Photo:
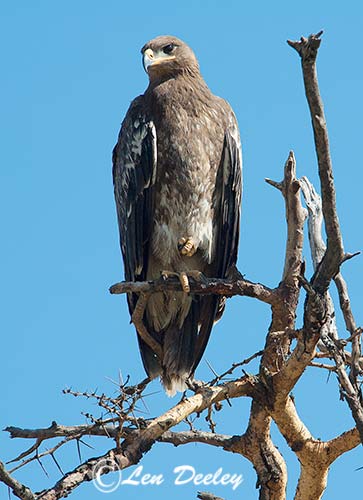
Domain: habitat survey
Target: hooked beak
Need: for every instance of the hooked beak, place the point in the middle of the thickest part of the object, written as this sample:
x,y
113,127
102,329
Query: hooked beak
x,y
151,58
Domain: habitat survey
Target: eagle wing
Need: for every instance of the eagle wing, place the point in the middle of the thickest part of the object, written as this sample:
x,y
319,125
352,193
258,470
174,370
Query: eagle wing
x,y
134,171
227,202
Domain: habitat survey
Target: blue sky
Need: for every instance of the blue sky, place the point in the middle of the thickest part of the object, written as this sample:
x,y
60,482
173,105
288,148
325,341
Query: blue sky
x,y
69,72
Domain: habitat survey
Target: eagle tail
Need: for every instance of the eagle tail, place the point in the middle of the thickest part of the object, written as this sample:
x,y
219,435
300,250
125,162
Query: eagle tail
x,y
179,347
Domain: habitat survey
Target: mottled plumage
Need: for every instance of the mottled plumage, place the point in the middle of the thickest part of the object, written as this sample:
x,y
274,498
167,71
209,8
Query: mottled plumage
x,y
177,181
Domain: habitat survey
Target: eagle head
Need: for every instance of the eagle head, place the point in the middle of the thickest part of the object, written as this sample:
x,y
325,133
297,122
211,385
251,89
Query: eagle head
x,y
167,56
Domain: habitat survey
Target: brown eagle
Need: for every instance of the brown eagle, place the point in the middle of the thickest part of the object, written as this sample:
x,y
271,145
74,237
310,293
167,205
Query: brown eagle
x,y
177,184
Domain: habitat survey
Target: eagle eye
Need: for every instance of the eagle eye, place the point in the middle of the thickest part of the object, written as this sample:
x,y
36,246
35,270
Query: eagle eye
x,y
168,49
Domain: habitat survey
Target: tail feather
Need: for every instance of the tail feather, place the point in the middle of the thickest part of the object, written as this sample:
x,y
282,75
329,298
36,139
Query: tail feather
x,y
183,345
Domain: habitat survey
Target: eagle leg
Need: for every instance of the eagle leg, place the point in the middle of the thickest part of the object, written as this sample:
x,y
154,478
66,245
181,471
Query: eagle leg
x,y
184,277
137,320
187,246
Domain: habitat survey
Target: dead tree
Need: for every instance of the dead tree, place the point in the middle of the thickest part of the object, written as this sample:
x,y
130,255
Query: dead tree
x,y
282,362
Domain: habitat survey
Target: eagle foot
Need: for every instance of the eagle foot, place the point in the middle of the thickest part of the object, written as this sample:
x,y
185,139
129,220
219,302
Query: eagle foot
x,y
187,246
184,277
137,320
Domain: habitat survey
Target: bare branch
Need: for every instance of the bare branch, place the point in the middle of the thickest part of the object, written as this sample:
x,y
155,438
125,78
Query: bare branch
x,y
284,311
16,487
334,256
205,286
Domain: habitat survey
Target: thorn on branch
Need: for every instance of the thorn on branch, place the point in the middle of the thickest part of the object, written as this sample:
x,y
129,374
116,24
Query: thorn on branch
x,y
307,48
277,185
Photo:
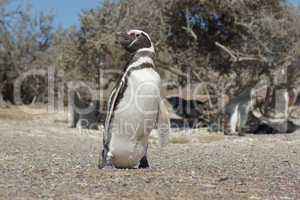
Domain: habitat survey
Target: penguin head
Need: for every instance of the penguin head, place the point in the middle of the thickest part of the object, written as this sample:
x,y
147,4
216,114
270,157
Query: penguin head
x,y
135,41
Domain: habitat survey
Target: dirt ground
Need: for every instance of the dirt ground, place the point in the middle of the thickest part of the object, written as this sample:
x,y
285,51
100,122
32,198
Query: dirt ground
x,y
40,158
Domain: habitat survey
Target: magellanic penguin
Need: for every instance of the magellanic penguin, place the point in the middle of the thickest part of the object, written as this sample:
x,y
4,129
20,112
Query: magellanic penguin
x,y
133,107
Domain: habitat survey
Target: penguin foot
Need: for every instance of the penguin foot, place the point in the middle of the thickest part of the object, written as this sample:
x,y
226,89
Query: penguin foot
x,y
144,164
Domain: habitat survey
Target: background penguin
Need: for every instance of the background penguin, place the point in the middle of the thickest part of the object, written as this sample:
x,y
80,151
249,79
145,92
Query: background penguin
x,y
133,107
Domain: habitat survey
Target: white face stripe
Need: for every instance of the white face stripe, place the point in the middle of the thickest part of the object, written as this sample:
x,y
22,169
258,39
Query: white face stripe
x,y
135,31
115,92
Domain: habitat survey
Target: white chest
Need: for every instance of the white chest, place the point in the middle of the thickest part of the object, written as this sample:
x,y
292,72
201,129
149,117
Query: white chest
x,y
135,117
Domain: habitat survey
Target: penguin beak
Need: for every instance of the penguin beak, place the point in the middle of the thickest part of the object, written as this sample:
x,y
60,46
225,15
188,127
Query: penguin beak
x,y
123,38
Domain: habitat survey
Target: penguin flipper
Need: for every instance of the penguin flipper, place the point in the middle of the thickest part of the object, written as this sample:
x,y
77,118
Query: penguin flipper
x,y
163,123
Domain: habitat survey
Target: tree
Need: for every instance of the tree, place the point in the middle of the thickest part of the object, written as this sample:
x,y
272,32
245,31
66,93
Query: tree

+---+

- WORK TO COMPLETE: Reproduce each line of the records exactly, omitting any picture.

- EXERCISE SOLUTION:
Photo:
Domain: habitat survey
Target: hooked beak
Need: for every instance of the hooked beak, place the point in the middle of the thickest part of the object, written as this sample:
x,y
113,127
102,329
Query: hooked beak
x,y
151,58
Domain: habitat survey
Target: eagle wing
Need: for every instance of the eagle wing, place the point in the middle of the thickest part of the object, written as this sample:
x,y
319,125
352,193
258,470
174,370
Query: eagle wing
x,y
134,171
227,202
Domain: habitat survey
Target: blue sky
Need: for every instance of the blue sky, place the point in the middle of the thickest part of the object, written as this sample:
x,y
60,482
173,105
288,148
325,341
Query: blue sky
x,y
69,72
Domain: habitat survey
Target: eagle tail
Need: for every instance of the eagle tail, place the point in the middle of the thickest part of the object, written as this sample:
x,y
219,435
300,250
125,162
Query: eagle tail
x,y
179,347
Domain: habitat survey
Target: mottled plumage
Need: for every instance of the mottled plumage, place the point in the middle of the thickest part of the object, written as this sample:
x,y
274,498
167,71
209,8
Query: mottled plumage
x,y
177,181
Domain: habitat survey
Target: eagle head
Need: for every instance of the eagle head, place the point in the middle of the thickest part of the object, written as this sample:
x,y
325,133
297,122
211,385
251,89
Query: eagle head
x,y
167,56
Domain: habitat survey
Target: brown eagle
Need: for every instance of the brown eagle, place the point in the middle of the thickest part of the object, written as this sample:
x,y
271,145
74,237
310,293
167,205
Query: brown eagle
x,y
177,184
Domain: habitat survey
Target: eagle eye
Need: for every instance of the eagle eye, place the point in the middle of the thickest part of the object, written as this sample:
x,y
36,246
35,270
Query: eagle eye
x,y
168,49
Domain: habitat survey
Target: tail feather
Need: for every instance of the tail feather, place the point in the middle of the thickest part of the object, written as this sample:
x,y
282,75
329,298
36,139
Query: tail feather
x,y
183,345
Domain: habitat survey
Target: eagle leg
Need: for every instance of the eagle leg, place the point in the middle of the thickest part of the object, written as this sample:
x,y
154,478
66,245
181,471
Query: eagle leg
x,y
184,277
137,320
187,246
Domain: habitat survey
Target: dead tree
Need: for every instance of the dead tree, place the point in the middle of the thickest part of the object, written as this sample:
x,y
130,255
Query: dead tree
x,y
282,362
Domain: habitat survey
Target: eagle foot
Need: for every instance of the eagle foot, place the point in the middle of the thickest part of the object, written as this sample:
x,y
185,139
129,220
219,302
Query: eagle foot
x,y
187,246
184,277
137,320
Domain: habitat survey
Target: bare branch
Need: for every instance of the bare branch, place the point in the middle of the thickest part of the object, written as this sample:
x,y
155,438
125,78
Query: bare branch
x,y
284,311
16,487
334,256
205,286
Domain: habitat survey
Target: thorn on branch
Need: for every instance of the thorn on branch, place the point in the middle of the thickest part of the object, written as this sample:
x,y
129,374
116,24
Query: thorn on branch
x,y
307,48
277,185
Photo:
Domain: habitat survey
Target: penguin head
Need: for every instance of the penguin head, place the point in the middle of the thickest part of the object, written as this sample:
x,y
147,4
216,114
270,157
Query: penguin head
x,y
135,41
Domain: habitat survey
Target: dirt ground
Need: for every instance of the dirt ground, place the point in the middle of the thickest part of the object, written as this sample:
x,y
285,51
100,122
32,198
Query: dirt ground
x,y
40,158
Domain: habitat survey
Target: magellanic penguin
Need: for every instance of the magellanic penguin, place the point in the middle of the thickest part of the object, written as this sample:
x,y
4,129
20,112
Query: magellanic penguin
x,y
133,107
Domain: habitat survey
Target: penguin foot
Need: for every instance of the penguin foot, place the point in the middle of the thickest part of the object, written as this sample:
x,y
226,89
Query: penguin foot
x,y
144,164
Domain: habitat survey
Target: background penguin
Need: for every instance of the background penguin, place the point in the middle of the thickest part of the object, written as this sample:
x,y
80,151
249,79
145,92
Query: background penguin
x,y
133,107
Domain: habitat survey
Target: white face stripe
Need: for every instance of the white face stripe, place the point in the middle of the thickest part of the object, written as this sample:
x,y
22,169
258,39
Query: white face stripe
x,y
135,31
115,92
Domain: habitat survey
Target: white chest
Need: for every instance of the white chest, place the point in the middle of the thickest part of the object, written as this sample:
x,y
292,72
201,129
149,117
Query: white chest
x,y
135,117
Domain: habitat survey
Target: penguin beak
Need: for every instance of the penguin beak, place the point in the middle of the thickest part of the object, written as this sample:
x,y
60,46
225,15
188,127
Query: penguin beak
x,y
123,38
Domain: habitat survey
Target: penguin flipper
Need: for every instance of the penguin flipper, place the point in the middle of the thickest part of the object, written as this sample:
x,y
77,118
Query: penguin flipper
x,y
163,123
Domain: habitat survey
Target: tree
Need: for every instance of the tree, place the point in the middle of the thickest part of the object, written as this sample:
x,y
272,32
245,31
66,93
Query: tree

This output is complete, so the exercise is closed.